= WORK TO DO =
Render the stretch of lines below, from the one containing "Can you find the female footballer in blue" through the one containing "[[292, 119], [270, 110], [517, 71]]", as a Markdown table with columns Row and Content. Give each line a row number and leave out any blank lines.

= RECORDS FOR PROCESSING =
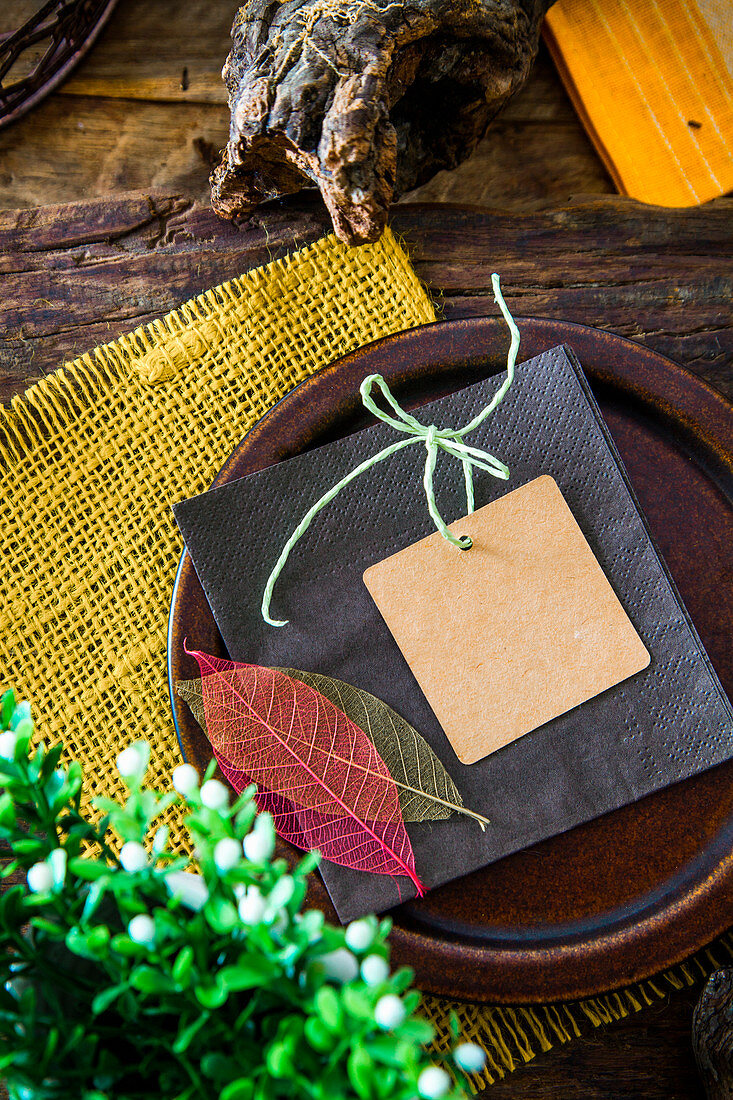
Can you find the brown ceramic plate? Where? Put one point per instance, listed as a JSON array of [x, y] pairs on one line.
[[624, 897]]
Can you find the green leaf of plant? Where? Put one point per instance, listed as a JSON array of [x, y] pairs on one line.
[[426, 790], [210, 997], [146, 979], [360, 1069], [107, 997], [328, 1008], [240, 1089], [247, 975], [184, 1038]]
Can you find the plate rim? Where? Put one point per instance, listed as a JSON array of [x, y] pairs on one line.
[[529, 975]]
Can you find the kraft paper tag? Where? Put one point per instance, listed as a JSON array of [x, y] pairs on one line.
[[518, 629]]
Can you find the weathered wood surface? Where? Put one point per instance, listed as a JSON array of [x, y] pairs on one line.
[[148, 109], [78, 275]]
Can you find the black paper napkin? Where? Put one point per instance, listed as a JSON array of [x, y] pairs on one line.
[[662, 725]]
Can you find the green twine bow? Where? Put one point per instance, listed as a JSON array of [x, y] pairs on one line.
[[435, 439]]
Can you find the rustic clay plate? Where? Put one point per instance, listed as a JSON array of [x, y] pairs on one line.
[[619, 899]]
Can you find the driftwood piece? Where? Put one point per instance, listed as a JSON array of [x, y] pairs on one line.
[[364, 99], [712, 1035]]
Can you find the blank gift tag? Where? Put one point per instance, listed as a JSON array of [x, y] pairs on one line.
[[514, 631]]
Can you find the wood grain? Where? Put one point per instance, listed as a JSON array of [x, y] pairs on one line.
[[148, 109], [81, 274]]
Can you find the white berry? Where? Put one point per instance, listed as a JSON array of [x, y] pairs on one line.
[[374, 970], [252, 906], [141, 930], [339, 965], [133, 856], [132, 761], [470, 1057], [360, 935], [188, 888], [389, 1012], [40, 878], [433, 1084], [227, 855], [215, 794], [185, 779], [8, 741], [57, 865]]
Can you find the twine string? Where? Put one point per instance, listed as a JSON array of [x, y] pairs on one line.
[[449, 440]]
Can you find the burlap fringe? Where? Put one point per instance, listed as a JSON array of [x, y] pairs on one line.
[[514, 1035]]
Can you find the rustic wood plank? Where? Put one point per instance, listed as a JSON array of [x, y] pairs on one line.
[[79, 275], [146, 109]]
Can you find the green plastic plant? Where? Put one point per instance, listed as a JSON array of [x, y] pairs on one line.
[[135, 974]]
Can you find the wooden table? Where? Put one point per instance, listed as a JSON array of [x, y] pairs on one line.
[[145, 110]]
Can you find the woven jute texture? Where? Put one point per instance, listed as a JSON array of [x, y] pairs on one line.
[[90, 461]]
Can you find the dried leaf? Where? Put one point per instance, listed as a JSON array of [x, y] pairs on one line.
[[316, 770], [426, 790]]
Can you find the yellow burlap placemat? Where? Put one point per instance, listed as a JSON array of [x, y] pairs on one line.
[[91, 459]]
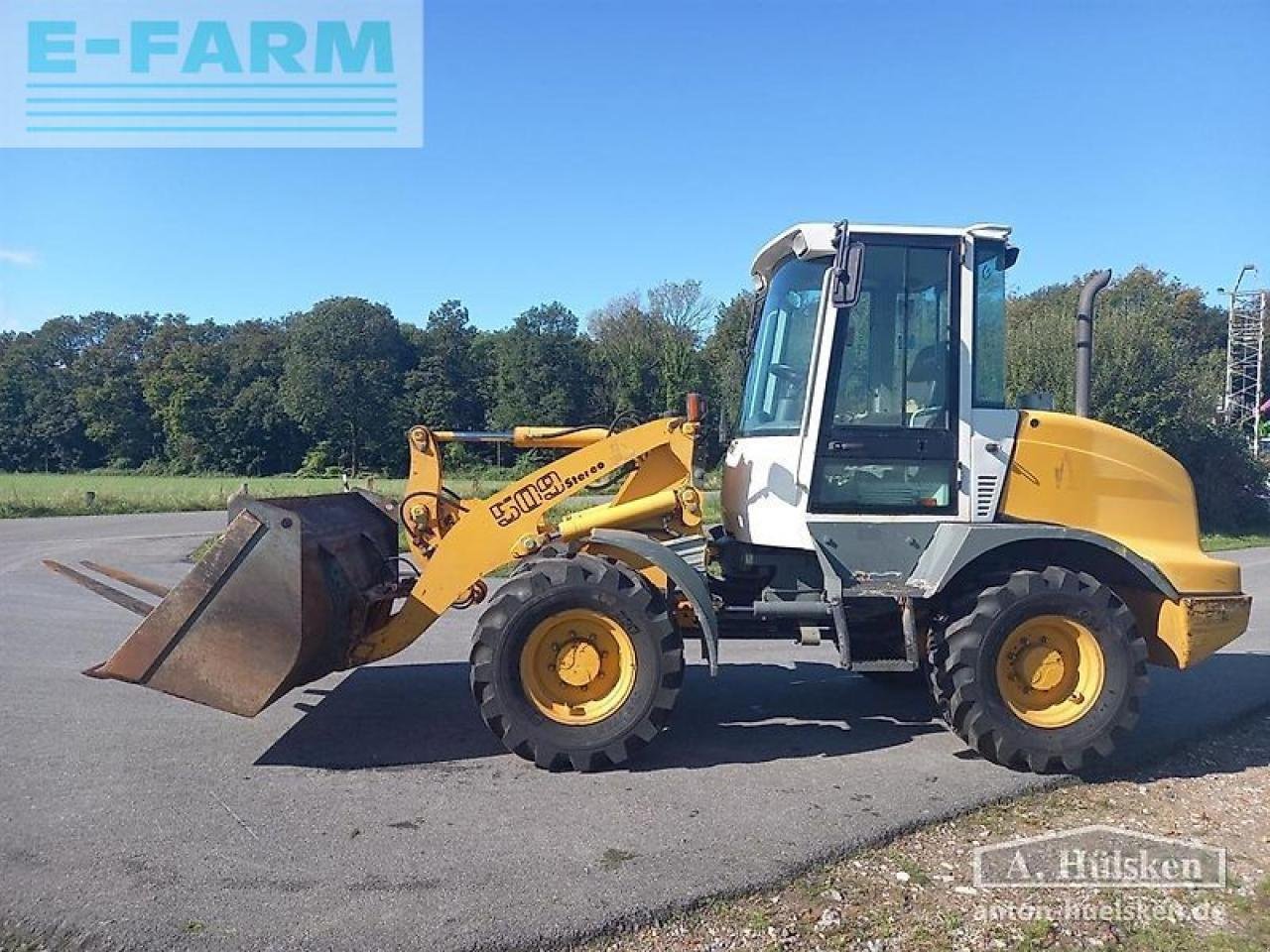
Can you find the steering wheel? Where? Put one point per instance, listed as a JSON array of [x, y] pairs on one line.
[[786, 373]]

--

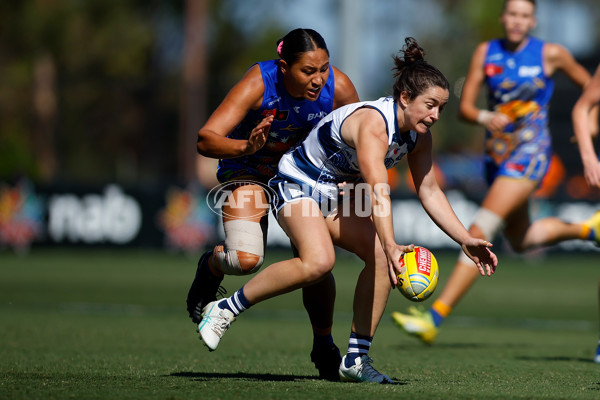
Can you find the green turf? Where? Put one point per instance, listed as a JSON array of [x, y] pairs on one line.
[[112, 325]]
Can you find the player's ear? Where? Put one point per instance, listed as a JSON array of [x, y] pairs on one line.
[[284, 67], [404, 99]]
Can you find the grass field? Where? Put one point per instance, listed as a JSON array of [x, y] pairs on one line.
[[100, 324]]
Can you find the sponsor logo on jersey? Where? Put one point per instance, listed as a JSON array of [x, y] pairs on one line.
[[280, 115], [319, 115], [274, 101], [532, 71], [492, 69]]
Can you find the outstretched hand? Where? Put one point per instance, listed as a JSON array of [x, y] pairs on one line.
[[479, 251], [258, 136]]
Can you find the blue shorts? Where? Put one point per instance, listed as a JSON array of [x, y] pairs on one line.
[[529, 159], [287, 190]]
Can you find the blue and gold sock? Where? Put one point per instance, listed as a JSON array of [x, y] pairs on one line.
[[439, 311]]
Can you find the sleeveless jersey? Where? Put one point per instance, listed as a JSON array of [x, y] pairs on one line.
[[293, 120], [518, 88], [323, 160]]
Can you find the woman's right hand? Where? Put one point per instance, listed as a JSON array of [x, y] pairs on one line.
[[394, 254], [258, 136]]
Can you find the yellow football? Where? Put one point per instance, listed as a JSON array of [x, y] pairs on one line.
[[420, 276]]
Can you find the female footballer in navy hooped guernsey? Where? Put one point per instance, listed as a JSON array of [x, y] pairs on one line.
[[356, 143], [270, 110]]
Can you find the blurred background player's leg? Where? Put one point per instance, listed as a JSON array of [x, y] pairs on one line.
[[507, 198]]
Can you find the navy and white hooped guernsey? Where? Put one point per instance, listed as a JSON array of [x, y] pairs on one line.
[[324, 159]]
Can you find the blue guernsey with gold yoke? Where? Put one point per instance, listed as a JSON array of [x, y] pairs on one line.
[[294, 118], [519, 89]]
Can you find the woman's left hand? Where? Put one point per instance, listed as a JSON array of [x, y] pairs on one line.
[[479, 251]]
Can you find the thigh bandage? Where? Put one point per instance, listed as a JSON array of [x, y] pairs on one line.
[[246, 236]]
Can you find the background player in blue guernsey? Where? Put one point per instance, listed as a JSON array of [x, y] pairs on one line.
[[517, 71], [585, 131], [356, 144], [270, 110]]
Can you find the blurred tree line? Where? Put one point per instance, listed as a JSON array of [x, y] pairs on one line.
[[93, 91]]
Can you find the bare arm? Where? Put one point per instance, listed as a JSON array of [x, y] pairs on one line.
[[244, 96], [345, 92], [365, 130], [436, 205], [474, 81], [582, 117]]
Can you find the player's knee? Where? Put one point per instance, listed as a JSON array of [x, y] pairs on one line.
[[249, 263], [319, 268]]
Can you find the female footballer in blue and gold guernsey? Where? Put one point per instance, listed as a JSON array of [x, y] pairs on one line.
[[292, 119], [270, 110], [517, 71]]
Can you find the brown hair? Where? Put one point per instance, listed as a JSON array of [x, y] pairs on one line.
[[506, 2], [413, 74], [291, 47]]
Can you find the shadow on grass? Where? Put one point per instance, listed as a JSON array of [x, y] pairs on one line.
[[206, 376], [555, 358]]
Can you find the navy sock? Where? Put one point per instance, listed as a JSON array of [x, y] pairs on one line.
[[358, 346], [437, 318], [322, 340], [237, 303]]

= EXERCISE RESPONSE =
| Row | Content |
|---|---|
| 1 | Can you find the female footballer in blue and gold guernsey? Where? Put one point per instance, listed as a JSON array of [x, y] pairs on one line. |
| 2 | [[292, 119], [270, 110], [517, 71]] |